- _PROVIDED MATERIAL_:
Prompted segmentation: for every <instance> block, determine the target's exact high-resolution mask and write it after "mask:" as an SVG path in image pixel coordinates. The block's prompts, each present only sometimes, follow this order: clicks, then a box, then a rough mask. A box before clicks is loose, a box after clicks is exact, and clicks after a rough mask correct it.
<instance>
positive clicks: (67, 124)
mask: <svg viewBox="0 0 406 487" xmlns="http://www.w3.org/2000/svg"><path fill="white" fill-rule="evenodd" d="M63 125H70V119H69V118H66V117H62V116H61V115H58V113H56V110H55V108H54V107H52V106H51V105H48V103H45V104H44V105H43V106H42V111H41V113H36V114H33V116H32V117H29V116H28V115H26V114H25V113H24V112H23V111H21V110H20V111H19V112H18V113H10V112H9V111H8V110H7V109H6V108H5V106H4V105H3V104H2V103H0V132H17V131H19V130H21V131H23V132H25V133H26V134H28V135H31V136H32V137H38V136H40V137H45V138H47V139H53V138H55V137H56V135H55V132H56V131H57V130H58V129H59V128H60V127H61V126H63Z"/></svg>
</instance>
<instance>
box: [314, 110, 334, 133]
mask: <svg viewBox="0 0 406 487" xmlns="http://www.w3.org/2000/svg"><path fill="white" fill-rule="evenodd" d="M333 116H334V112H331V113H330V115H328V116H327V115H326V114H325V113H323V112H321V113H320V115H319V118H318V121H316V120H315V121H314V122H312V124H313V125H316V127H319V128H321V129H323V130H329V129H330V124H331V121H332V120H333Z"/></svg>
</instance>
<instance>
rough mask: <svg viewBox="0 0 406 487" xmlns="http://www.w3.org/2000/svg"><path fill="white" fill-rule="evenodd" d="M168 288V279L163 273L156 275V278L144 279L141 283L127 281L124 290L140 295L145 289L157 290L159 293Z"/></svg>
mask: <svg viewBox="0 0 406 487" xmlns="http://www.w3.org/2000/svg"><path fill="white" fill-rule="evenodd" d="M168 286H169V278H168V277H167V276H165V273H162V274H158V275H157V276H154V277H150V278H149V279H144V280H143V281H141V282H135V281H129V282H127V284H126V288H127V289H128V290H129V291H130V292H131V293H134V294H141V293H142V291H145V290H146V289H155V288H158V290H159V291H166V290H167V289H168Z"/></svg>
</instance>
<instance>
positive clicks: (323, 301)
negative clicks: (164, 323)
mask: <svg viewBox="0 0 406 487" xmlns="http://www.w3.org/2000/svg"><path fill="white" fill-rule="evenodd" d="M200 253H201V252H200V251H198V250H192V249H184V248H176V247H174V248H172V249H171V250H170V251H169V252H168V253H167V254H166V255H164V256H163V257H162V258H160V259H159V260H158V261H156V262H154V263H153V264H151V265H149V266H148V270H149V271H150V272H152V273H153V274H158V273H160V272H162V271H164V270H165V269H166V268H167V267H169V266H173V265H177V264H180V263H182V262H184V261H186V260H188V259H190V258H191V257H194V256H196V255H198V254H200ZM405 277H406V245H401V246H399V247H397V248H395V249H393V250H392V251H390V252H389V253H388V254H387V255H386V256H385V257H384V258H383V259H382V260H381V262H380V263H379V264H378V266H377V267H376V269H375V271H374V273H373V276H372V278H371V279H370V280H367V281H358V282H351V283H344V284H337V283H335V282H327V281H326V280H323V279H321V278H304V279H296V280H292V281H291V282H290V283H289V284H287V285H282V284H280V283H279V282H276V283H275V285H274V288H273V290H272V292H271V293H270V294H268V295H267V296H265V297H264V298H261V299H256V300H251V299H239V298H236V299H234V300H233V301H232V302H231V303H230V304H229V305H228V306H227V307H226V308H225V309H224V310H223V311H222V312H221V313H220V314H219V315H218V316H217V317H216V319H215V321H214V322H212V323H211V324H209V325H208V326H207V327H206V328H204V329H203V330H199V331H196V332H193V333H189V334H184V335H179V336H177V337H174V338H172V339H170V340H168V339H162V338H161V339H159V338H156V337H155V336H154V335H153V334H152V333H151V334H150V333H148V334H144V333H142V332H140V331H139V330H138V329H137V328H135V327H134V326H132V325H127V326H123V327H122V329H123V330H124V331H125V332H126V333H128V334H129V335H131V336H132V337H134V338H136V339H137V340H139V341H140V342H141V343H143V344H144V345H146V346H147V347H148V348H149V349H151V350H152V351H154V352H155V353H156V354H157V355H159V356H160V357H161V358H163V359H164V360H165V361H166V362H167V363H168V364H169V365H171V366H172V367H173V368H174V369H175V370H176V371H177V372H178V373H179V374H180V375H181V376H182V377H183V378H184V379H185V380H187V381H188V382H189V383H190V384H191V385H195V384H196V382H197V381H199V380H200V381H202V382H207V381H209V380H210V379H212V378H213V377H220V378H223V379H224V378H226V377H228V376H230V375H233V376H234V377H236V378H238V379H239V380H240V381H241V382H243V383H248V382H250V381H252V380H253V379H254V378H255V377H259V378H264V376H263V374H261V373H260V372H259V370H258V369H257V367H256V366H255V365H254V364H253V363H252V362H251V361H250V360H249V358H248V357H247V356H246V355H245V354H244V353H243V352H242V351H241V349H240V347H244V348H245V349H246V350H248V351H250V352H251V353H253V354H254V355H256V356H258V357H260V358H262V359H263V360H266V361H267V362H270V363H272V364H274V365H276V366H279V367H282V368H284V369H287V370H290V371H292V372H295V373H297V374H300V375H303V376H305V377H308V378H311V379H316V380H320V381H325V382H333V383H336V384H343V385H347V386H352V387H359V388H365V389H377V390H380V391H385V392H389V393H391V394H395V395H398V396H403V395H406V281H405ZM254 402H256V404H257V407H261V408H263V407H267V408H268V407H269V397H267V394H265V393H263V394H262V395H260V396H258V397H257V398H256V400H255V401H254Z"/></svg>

- _WHAT YOU ARE ASKED TO DO_: Without altering a single word, copy the listing above.

- _WRITTEN ANSWER_:
Prompted segmentation: for every <instance> block, determine the target's exact high-resolution mask and write it after "mask:" as an SVG path in image pixel coordinates. The block's prompts, each present only sometimes, follow this order: clicks, then a box, then a rough mask. A box before clicks is loose, a box after clicks is exact, and clicks after a rough mask correct it.
<instance>
positive clicks: (67, 124)
mask: <svg viewBox="0 0 406 487" xmlns="http://www.w3.org/2000/svg"><path fill="white" fill-rule="evenodd" d="M63 125H70V119H69V118H66V117H62V116H61V115H58V113H56V110H55V108H54V107H52V106H51V105H48V103H45V104H44V105H43V106H42V111H41V113H36V114H33V116H32V117H29V116H28V115H26V114H25V113H24V112H23V111H21V110H20V111H19V112H18V113H10V112H9V111H8V110H7V109H6V108H5V106H4V105H3V104H2V103H0V132H17V131H19V130H21V131H23V132H25V133H26V134H28V135H31V136H32V137H38V136H40V137H45V138H47V139H53V138H55V137H56V135H55V132H56V131H57V130H58V129H59V128H60V127H61V126H63Z"/></svg>
</instance>
<instance>
box: [314, 110, 334, 133]
mask: <svg viewBox="0 0 406 487" xmlns="http://www.w3.org/2000/svg"><path fill="white" fill-rule="evenodd" d="M333 116H334V112H331V113H330V115H328V116H327V115H326V114H325V113H323V112H321V113H320V115H319V118H318V121H316V120H315V121H314V122H312V124H313V125H316V127H319V128H321V129H323V130H329V129H330V124H331V121H332V120H333Z"/></svg>
</instance>
<instance>
rough mask: <svg viewBox="0 0 406 487" xmlns="http://www.w3.org/2000/svg"><path fill="white" fill-rule="evenodd" d="M168 288V279L163 273L156 275V278L144 279L141 283L127 281L124 290L140 295L145 289L157 290L159 293Z"/></svg>
mask: <svg viewBox="0 0 406 487" xmlns="http://www.w3.org/2000/svg"><path fill="white" fill-rule="evenodd" d="M168 286H169V278H168V277H167V276H165V273H162V274H158V275H157V276H154V277H150V278H149V279H144V280H143V281H141V282H135V281H129V282H127V284H126V288H127V289H128V290H129V291H130V292H131V293H134V294H141V293H142V291H145V290H146V289H155V288H158V290H159V291H166V290H167V289H168Z"/></svg>
</instance>
<instance>
positive clicks: (323, 301)
negative clicks: (164, 323)
mask: <svg viewBox="0 0 406 487" xmlns="http://www.w3.org/2000/svg"><path fill="white" fill-rule="evenodd" d="M200 253H201V252H200V251H198V250H192V249H184V248H176V247H174V248H172V249H171V250H170V251H169V252H168V253H167V254H166V255H164V256H163V257H162V258H160V259H159V260H158V261H156V262H154V263H153V264H151V265H149V266H148V270H149V271H150V272H152V273H153V274H158V273H160V272H162V271H164V270H165V269H166V268H167V267H169V266H173V265H177V264H180V263H182V262H184V261H186V260H188V259H190V258H191V257H194V256H196V255H198V254H200ZM405 277H406V245H401V246H399V247H397V248H395V249H393V250H392V251H390V252H389V253H388V254H387V255H386V256H385V257H384V258H383V259H382V260H381V262H380V263H379V264H378V266H377V267H376V269H375V271H374V273H373V276H372V278H371V279H370V280H367V281H358V282H351V283H344V284H337V283H335V282H327V281H326V280H323V279H321V278H304V279H296V280H292V281H291V282H290V283H289V284H287V285H282V284H280V283H279V282H276V283H275V285H274V288H273V290H272V292H271V293H270V294H268V295H267V296H265V297H264V298H261V299H256V300H251V299H239V298H236V299H234V300H233V301H232V302H231V303H230V304H229V305H228V306H227V307H226V308H225V309H224V310H223V311H222V312H221V313H220V314H219V315H218V316H217V317H216V319H215V321H214V322H212V323H211V324H209V325H208V326H207V327H206V328H204V329H203V330H199V331H196V332H193V333H189V334H184V335H179V336H177V337H174V338H172V339H170V340H168V339H162V338H161V339H159V338H156V337H155V336H154V335H153V334H152V333H151V334H150V333H148V334H144V333H142V332H140V331H139V330H138V329H137V328H135V327H134V326H132V325H127V326H123V327H122V329H123V330H124V331H125V332H126V333H128V334H129V335H131V336H132V337H134V338H136V339H137V340H139V341H140V342H141V343H143V344H144V345H146V346H147V347H148V348H149V349H151V350H152V351H154V352H155V353H156V354H157V355H159V356H160V357H161V358H163V359H164V360H165V361H166V362H167V363H168V364H169V365H171V366H172V367H173V368H174V369H175V370H176V371H177V372H178V373H179V374H180V375H181V376H182V377H183V378H184V379H185V380H187V381H188V382H189V383H190V384H191V385H195V384H196V382H197V381H199V380H200V381H202V382H207V381H209V380H210V379H212V378H213V377H220V378H223V379H224V378H226V377H228V376H230V375H233V376H234V377H236V378H238V379H239V380H240V381H241V382H243V383H248V382H250V381H252V380H253V379H254V378H255V377H259V378H264V376H263V374H261V373H260V372H259V370H258V369H257V367H256V366H255V365H254V364H253V363H252V362H251V361H250V360H249V358H248V357H247V356H246V355H245V354H244V353H243V352H242V351H241V349H240V347H244V348H245V349H246V350H248V351H250V352H251V353H253V354H254V355H256V356H258V357H260V358H262V359H263V360H266V361H267V362H270V363H272V364H274V365H276V366H279V367H282V368H284V369H287V370H290V371H292V372H295V373H297V374H300V375H303V376H305V377H308V378H311V379H316V380H320V381H325V382H333V383H336V384H343V385H347V386H352V387H359V388H365V389H377V390H380V391H385V392H389V393H391V394H395V395H398V396H403V395H406V281H405ZM254 402H256V404H257V407H261V408H263V407H267V408H268V407H269V397H267V394H265V393H263V394H262V395H260V396H258V397H257V398H256V400H255V401H254Z"/></svg>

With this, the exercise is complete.